#### PROVIDED RECORDS:

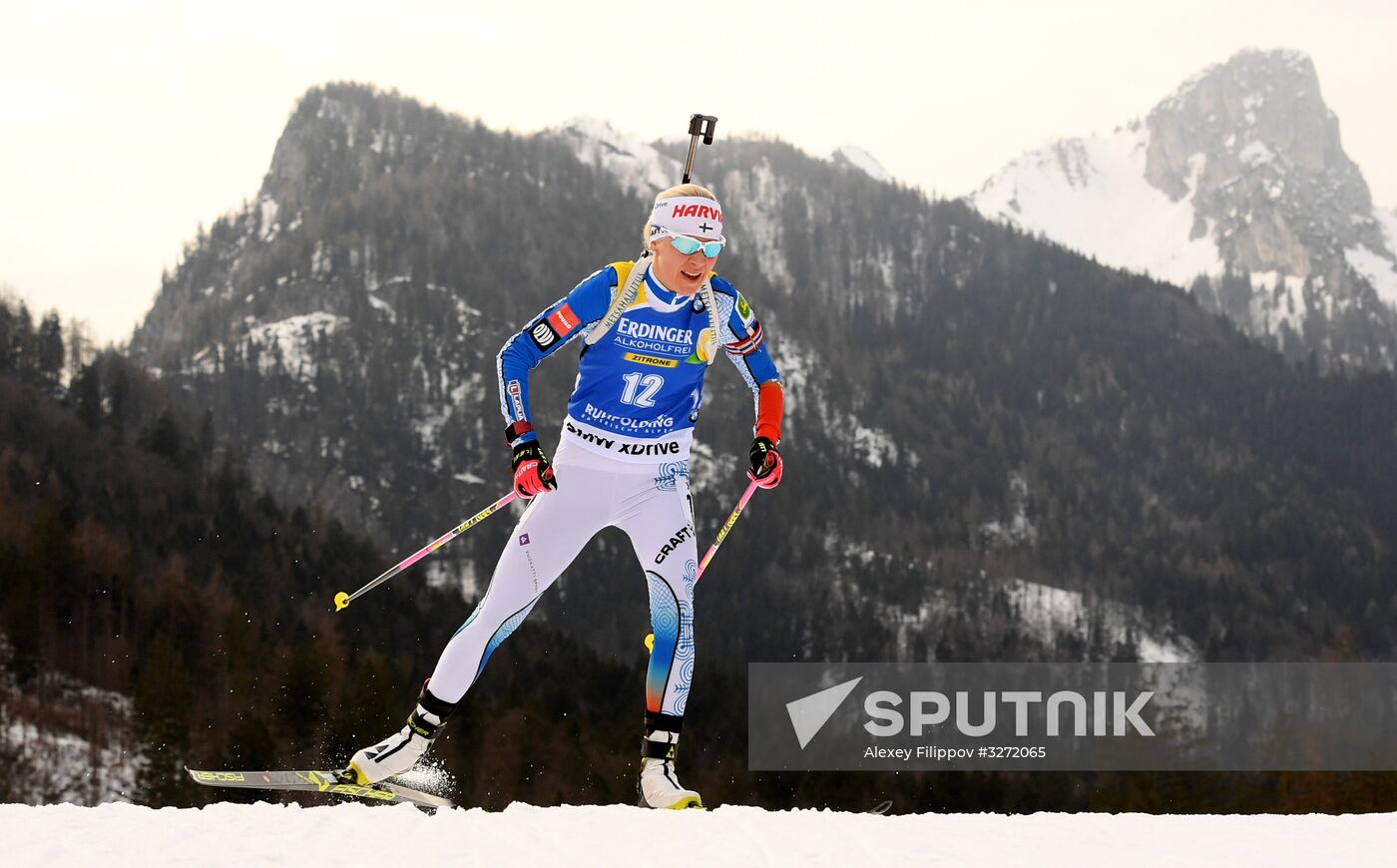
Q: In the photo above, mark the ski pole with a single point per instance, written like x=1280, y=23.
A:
x=698, y=125
x=342, y=600
x=722, y=534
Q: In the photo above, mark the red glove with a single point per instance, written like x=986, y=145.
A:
x=765, y=463
x=533, y=471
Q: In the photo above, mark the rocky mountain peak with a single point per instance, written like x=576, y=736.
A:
x=1238, y=177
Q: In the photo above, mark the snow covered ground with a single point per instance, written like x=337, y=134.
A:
x=615, y=835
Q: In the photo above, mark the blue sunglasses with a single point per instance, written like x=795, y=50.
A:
x=692, y=244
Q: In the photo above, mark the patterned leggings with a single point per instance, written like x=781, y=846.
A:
x=652, y=504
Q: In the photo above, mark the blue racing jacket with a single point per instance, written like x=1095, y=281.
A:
x=640, y=386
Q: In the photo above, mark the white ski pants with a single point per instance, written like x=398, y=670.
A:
x=652, y=504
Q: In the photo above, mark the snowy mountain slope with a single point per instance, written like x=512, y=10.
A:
x=1092, y=195
x=65, y=741
x=639, y=167
x=643, y=168
x=615, y=836
x=1238, y=177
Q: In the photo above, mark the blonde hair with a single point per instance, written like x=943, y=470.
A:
x=671, y=194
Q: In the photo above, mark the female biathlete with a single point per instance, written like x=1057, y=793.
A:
x=650, y=330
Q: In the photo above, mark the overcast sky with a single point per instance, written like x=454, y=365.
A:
x=126, y=125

#### WORK TASK:
Among the lines of the material, find those that hold the word "mountain" and copy them.

#### COMPLETED EXERCISE:
Q: In the photo above, mark the rocky mountain peak with a single point per instance, written like x=576, y=736.
Q: In the photo above, mark the snowy mountain slope with a single point per instance, written like x=512, y=10.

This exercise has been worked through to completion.